Could you write out every line again from the one containing "black banner in this photo on that basis." through the end of the items, adding 144 to each number in the answer coordinates and leaving out the pictures?
-- start of Items --
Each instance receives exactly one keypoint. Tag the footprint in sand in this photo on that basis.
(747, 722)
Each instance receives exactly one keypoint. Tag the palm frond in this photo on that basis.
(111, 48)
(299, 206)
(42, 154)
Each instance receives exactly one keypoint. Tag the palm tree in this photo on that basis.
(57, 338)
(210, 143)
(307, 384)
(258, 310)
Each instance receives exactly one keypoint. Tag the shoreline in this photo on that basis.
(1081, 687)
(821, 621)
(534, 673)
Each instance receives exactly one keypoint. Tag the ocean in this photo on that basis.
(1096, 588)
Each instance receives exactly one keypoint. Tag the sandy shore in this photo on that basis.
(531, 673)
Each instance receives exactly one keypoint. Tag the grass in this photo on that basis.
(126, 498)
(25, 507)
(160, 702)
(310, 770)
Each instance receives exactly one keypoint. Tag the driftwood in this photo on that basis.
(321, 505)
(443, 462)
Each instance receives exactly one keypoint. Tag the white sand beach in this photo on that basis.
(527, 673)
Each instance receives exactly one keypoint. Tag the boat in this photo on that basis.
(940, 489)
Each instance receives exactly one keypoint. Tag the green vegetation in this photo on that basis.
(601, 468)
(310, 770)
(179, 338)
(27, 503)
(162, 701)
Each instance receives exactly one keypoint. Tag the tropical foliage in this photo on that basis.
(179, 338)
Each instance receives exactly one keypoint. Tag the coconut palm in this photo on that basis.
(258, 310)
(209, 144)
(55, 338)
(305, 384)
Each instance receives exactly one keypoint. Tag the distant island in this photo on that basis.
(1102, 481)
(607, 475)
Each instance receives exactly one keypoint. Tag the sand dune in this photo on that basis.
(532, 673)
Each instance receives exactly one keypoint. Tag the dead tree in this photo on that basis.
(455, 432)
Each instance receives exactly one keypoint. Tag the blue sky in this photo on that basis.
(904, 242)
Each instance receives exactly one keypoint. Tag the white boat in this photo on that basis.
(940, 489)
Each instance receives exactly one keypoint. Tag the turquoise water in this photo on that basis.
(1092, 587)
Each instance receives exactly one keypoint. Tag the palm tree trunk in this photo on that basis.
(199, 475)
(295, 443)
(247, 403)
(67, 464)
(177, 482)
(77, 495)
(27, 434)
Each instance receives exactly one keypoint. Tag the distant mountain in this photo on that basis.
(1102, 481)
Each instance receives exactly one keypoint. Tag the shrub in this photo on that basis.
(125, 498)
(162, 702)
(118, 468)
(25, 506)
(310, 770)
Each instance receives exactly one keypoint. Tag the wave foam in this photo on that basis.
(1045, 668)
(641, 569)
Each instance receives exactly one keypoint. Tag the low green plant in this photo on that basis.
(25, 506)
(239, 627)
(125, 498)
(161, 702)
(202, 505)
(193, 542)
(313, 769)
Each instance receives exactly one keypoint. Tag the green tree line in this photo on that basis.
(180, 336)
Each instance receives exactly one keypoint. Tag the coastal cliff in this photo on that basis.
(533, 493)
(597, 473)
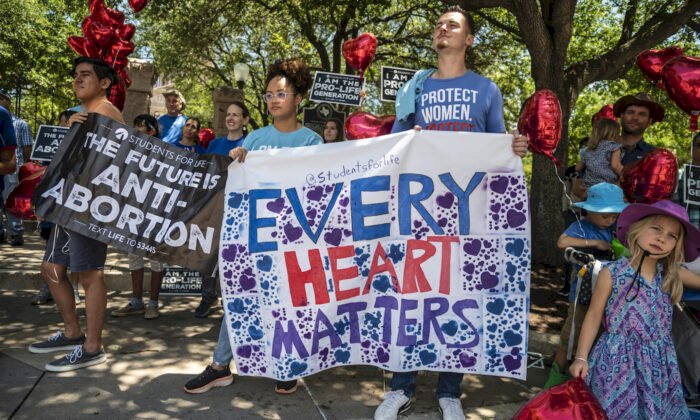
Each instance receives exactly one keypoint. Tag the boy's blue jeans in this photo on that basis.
(448, 384)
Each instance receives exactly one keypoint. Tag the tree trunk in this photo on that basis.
(545, 199)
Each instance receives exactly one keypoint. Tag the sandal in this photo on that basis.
(286, 387)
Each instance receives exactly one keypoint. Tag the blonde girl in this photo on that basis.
(633, 370)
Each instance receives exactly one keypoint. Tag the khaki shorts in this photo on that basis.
(136, 263)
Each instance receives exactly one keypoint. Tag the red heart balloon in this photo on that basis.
(363, 125)
(18, 203)
(359, 52)
(572, 400)
(121, 49)
(95, 4)
(126, 32)
(205, 136)
(651, 179)
(77, 44)
(124, 76)
(86, 24)
(681, 78)
(540, 121)
(108, 17)
(102, 35)
(137, 5)
(605, 113)
(117, 94)
(651, 62)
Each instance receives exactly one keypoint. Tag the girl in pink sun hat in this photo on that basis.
(633, 370)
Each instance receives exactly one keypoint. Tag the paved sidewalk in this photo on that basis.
(150, 361)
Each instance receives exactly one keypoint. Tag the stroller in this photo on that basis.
(686, 338)
(591, 262)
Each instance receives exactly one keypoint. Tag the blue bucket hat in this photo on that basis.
(604, 198)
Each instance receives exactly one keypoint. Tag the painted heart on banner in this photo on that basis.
(363, 125)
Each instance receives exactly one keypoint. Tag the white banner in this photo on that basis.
(407, 252)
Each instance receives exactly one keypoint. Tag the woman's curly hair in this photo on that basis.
(294, 70)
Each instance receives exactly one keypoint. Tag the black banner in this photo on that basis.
(136, 193)
(48, 139)
(181, 281)
(334, 88)
(393, 78)
(691, 186)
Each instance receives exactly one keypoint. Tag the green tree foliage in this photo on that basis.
(35, 56)
(583, 51)
(201, 40)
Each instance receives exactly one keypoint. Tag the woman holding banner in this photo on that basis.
(287, 82)
(237, 118)
(190, 136)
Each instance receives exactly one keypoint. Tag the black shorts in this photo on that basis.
(75, 251)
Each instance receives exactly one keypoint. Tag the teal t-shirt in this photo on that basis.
(270, 138)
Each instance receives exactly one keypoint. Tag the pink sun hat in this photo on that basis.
(636, 212)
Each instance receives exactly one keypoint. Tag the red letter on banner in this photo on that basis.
(340, 274)
(298, 278)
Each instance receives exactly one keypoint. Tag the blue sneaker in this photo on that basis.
(77, 359)
(56, 342)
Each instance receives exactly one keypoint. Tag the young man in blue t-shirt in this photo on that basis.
(171, 124)
(450, 98)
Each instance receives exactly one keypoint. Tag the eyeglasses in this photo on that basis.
(279, 95)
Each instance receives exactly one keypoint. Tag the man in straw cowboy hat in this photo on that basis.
(636, 113)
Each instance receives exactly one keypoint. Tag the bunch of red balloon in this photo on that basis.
(678, 74)
(541, 120)
(359, 53)
(106, 36)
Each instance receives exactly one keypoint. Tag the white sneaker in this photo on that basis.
(395, 402)
(451, 408)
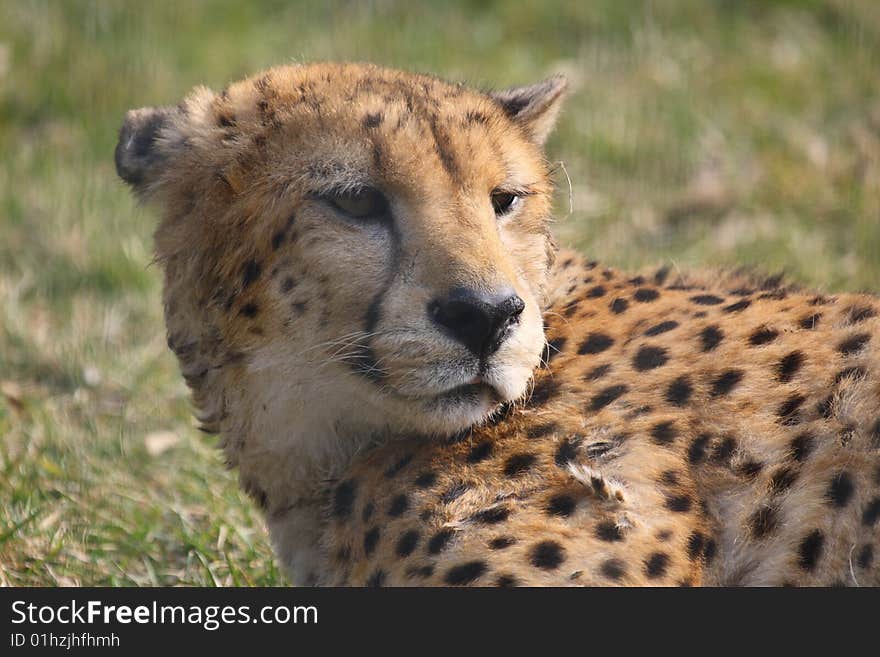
-- end of Items --
# Reply
Each instance receives exactly one keypoint. Tag the black banner in this photo on that basis.
(280, 337)
(192, 283)
(325, 425)
(478, 232)
(537, 222)
(835, 330)
Each instance receives exactly one keypoint. Tag the green tree foliage in this photo on that basis.
(179, 200)
(727, 195)
(345, 184)
Each instance receives exactly one keypoint. Tag the woman holding banner in this photo on that basis.
(431, 226)
(381, 262)
(334, 280)
Each instance receives exactly one keypoint. Tag the black shorts in this photo on that basis.
(219, 395)
Each instance receives exactly one keypoint. Tag the teal t-shirt in this photo on that basis.
(414, 282)
Each instance receives exactly one keypoint. Tag the pink sun hat in this photo on that basis.
(780, 356)
Each instance receives exactly one keypoint. Tag the red letter on banner in this photo on that basis.
(484, 418)
(442, 422)
Each instance receives exactly one keypoint. Tag the blue sneaker in this photo on that basis.
(221, 503)
(200, 486)
Each instance receives exactly one keypoint. Tag the young man in blue t-shirt in this photo on that basis.
(315, 268)
(594, 242)
Each instance receives exactly one keypoint. Tag the eyeglasses in this photo on that basis.
(423, 239)
Each instance receives exactly one keypoint. Tag the man in straw cowboy hat in this photo on that basis.
(780, 257)
Each instance receives exactly one keypoint. Tag the bunch of red balloon in this photo on that basis.
(822, 218)
(685, 264)
(503, 197)
(250, 180)
Each instance receives exactly one keypoint. Tag the white sneaker in this photo on that basis.
(539, 546)
(595, 552)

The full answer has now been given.